> **WHAT TO DO**
Check every line of the data for the string "metal" and copy the ones that have it.

> **DATA**
++++++++

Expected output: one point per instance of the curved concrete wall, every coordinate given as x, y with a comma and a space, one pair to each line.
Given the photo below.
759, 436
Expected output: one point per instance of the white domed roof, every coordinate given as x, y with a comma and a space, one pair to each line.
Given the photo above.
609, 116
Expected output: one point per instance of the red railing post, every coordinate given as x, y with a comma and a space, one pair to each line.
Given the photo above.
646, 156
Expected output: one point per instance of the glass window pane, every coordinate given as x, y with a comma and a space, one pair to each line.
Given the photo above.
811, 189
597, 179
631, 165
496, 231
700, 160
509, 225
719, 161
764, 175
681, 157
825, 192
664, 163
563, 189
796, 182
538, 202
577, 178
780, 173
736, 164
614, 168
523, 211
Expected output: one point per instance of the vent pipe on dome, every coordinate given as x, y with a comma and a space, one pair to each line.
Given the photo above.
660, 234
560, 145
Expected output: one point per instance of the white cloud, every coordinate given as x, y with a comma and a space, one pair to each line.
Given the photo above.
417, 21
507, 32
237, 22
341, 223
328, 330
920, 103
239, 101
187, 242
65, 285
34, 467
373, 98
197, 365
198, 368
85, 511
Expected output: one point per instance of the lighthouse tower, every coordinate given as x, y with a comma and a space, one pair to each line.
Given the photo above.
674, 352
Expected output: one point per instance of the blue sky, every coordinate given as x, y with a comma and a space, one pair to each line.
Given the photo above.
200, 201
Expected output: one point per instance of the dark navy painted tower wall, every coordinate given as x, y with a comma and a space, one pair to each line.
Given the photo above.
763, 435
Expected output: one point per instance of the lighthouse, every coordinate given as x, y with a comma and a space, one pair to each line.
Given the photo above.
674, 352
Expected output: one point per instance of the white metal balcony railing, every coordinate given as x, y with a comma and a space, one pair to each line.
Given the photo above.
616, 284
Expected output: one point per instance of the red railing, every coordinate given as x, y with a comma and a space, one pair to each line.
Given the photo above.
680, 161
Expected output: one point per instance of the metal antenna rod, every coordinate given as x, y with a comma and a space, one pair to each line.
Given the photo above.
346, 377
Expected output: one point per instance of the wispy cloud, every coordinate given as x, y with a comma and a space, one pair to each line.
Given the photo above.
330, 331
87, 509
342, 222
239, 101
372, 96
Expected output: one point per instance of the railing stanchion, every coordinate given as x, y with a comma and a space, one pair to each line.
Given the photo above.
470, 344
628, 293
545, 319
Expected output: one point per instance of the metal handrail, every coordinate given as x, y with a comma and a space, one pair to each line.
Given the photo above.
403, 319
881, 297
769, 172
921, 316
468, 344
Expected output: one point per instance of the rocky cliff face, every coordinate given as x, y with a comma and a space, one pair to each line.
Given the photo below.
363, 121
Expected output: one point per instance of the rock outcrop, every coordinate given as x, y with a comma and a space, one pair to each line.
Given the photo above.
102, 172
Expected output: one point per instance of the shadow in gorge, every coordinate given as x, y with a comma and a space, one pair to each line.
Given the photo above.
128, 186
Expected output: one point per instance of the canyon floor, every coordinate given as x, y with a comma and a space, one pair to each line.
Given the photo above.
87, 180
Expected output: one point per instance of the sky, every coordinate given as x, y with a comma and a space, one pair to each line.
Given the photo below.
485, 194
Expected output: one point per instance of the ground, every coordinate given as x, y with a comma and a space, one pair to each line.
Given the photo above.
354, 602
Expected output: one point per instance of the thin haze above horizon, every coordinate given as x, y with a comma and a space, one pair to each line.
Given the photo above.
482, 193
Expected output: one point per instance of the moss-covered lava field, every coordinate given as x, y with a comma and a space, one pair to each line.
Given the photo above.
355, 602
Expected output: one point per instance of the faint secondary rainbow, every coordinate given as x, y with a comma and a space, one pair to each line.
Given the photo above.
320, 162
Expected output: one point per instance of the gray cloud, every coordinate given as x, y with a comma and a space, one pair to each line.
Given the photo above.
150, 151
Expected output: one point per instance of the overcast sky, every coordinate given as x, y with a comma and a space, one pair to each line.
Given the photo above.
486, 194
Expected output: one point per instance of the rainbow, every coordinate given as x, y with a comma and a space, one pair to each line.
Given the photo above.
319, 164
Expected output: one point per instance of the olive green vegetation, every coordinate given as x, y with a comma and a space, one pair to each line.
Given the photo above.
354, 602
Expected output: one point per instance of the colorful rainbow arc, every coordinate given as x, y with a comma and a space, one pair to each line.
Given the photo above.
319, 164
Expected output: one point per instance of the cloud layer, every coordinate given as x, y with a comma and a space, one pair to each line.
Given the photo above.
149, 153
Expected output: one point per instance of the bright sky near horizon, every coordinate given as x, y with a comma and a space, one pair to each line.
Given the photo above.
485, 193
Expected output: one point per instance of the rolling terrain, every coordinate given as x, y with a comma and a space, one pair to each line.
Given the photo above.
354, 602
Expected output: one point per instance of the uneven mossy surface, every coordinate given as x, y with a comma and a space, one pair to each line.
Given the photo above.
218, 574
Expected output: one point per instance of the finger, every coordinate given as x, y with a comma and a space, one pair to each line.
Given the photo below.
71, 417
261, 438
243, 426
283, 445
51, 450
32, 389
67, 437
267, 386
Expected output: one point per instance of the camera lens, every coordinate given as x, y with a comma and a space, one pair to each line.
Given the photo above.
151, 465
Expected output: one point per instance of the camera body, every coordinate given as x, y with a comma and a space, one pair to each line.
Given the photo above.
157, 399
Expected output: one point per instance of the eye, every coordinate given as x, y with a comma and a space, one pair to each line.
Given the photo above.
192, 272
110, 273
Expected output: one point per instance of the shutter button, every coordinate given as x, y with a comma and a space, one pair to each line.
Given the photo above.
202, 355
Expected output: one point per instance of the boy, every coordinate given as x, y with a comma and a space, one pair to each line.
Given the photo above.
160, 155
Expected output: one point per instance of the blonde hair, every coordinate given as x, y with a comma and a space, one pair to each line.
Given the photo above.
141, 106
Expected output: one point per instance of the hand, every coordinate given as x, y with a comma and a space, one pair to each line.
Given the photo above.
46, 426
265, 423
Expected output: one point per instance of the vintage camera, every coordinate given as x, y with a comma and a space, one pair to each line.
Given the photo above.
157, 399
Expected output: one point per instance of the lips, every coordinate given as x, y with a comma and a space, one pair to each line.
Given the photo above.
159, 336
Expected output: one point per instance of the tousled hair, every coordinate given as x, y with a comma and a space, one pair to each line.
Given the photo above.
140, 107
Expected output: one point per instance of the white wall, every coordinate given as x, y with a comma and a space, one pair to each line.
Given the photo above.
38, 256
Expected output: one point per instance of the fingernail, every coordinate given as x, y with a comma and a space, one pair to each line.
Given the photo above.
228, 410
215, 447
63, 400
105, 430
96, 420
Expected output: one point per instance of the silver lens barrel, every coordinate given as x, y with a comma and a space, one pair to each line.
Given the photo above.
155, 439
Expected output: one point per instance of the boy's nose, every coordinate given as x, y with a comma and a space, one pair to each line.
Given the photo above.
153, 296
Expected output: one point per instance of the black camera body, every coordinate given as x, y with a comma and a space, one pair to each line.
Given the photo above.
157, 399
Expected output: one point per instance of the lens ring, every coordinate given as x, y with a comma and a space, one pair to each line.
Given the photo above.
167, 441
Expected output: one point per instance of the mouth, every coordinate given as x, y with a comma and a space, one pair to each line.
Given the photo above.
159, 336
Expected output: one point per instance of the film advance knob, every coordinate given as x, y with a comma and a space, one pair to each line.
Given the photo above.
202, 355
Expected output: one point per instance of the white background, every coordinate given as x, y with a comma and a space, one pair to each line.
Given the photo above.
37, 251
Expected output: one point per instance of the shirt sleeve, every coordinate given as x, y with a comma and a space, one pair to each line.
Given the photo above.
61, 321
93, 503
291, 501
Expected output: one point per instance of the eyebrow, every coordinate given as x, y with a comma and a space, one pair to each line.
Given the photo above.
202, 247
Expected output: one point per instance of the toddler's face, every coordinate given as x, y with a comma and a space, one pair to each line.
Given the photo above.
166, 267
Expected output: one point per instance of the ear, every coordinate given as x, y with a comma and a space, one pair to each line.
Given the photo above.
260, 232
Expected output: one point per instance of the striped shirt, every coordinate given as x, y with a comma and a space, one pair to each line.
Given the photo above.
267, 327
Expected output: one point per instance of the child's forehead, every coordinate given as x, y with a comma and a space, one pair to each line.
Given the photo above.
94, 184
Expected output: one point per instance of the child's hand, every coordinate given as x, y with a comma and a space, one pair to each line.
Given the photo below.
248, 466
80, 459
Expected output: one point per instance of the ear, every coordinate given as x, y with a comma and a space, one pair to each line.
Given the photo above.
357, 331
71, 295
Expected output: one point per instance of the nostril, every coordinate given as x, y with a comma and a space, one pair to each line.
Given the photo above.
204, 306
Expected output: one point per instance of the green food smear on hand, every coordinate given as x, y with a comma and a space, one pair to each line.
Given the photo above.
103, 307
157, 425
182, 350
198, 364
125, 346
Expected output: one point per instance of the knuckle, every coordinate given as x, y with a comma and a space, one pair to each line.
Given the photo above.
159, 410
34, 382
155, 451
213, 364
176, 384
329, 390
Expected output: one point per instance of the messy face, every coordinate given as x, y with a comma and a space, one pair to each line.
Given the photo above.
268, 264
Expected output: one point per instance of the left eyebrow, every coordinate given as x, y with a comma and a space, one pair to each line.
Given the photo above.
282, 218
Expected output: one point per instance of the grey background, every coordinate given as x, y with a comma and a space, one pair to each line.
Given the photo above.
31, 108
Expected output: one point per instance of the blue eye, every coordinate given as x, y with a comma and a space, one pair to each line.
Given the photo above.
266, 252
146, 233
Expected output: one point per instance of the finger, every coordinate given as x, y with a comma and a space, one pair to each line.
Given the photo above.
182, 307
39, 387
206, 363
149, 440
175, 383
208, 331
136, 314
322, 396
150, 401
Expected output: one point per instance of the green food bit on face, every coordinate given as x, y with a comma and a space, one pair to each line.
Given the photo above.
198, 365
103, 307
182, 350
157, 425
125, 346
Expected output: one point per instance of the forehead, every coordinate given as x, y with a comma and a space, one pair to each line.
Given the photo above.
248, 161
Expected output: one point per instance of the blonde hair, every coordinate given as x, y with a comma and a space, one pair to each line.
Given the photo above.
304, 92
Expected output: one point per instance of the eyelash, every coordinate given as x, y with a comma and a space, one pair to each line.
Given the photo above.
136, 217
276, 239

++++++++

> **ANSWER BELOW**
Expected output: one point per instance of the white metal balcony railing, every coordinate given as x, y with a comma and a space, one pair to each line.
Expected output: one point per instance of the metal antenna rod, every coordinate given as x, y with a comma and a space, one pair to each line.
Expected output: one point per instance of the metal handrail, every coordinate given as x, y with a comma and a space, one pair to each line.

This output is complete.